■ TEXTE À LIRE:
________________________

B. L'EFFORT RÉEL DE RELANCE POUR 2021 APPARAÎT INSUFFISANT

1. Une partie des crédits annoncés cible un horizon de moyen ou long terme

Une grande partie des crédits inclus dans les 100 milliards d'euros du plan « France relance » financent en fait des actions qui s'inscrivent dans des objectifs de moyen voire de long terme.

D'abord, le quatrième Programme Investissements d'Avenir (PIA), dont la création est prévue par le projet de loi de finances pour 2021, sera doté de 11 milliards d'euros comptabilisés parmi les dépenses consacrées à la relance. Cette catégorisation apparaît peu cohérente avec la nature des PIA, qui rassemblent des dépenses visant à soutenir l'innovation. Les actions de recherche et développement, si elles sont indispensables à la transformation de l'économie et à la compétitivité de long terme, ne présentent qu'un effet d'entraînement modéré dans une optique de relance rapide.

________________________

■ LISTE DES ENTRÉES:
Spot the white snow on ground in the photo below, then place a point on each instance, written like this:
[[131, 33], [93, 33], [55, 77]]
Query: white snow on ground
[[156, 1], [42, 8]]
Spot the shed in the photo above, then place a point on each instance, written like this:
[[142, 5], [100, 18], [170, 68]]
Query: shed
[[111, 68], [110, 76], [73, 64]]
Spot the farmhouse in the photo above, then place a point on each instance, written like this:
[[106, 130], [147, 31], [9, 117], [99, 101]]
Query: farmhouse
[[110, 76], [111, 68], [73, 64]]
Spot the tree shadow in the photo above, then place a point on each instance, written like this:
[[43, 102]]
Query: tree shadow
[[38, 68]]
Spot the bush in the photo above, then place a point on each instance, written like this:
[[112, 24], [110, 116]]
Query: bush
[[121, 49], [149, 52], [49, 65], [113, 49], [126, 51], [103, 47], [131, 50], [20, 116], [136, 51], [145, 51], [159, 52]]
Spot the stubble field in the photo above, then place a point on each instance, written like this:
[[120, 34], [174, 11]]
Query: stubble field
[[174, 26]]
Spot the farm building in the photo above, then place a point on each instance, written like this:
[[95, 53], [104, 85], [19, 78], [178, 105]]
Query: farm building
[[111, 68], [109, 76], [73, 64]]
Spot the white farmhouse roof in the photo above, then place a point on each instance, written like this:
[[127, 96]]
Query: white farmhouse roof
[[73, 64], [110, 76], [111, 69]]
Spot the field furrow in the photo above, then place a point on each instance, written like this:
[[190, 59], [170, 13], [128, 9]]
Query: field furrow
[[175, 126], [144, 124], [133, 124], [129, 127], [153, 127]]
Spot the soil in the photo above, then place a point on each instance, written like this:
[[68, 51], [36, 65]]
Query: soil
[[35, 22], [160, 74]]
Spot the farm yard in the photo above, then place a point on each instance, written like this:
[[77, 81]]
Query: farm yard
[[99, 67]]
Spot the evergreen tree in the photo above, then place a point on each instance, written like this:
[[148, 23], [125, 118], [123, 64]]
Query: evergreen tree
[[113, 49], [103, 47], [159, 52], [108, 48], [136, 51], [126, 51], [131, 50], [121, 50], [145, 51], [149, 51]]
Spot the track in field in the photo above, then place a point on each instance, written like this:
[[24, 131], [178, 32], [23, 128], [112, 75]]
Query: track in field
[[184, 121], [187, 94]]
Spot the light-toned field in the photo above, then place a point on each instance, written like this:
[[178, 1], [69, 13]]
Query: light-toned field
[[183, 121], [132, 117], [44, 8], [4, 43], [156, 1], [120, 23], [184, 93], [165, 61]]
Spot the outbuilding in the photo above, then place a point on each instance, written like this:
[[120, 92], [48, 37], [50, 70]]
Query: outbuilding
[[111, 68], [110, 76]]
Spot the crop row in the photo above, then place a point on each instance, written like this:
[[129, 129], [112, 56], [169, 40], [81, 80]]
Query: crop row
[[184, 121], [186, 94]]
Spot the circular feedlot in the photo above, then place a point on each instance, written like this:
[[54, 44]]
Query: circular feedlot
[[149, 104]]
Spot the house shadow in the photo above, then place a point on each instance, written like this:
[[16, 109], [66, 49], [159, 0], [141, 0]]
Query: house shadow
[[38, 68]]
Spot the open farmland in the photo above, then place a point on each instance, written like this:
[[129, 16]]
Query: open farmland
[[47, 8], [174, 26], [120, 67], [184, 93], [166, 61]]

________________________

■ LISTE DES EXERCICES:
1/ Dans le texte sur le plan de relance, reprenez le passage qui commence par « 1. Une partie » et continue jusqu'à « de long terme. », en mettant « fonds » à la place de « crédits ».
2/ D'après le texte sur le plan de relance, de quelle somme sera doté le quatrième Programme Investissements d'Avenir ?
Appuyez-vous uniquement sur le texte sur le plan de relance.

■ CORRIGÉ DÉTAILLÉ:
1/
1. Une partie des fonds annoncés cible un horizon de moyen ou long terme

Une grande partie des fonds inclus dans les 100 milliards d'euros du plan « France relance » financent en fait des actions qui s'inscrivent dans des objectifs de moyen voire de long terme.

2/ 11 milliards d'euros.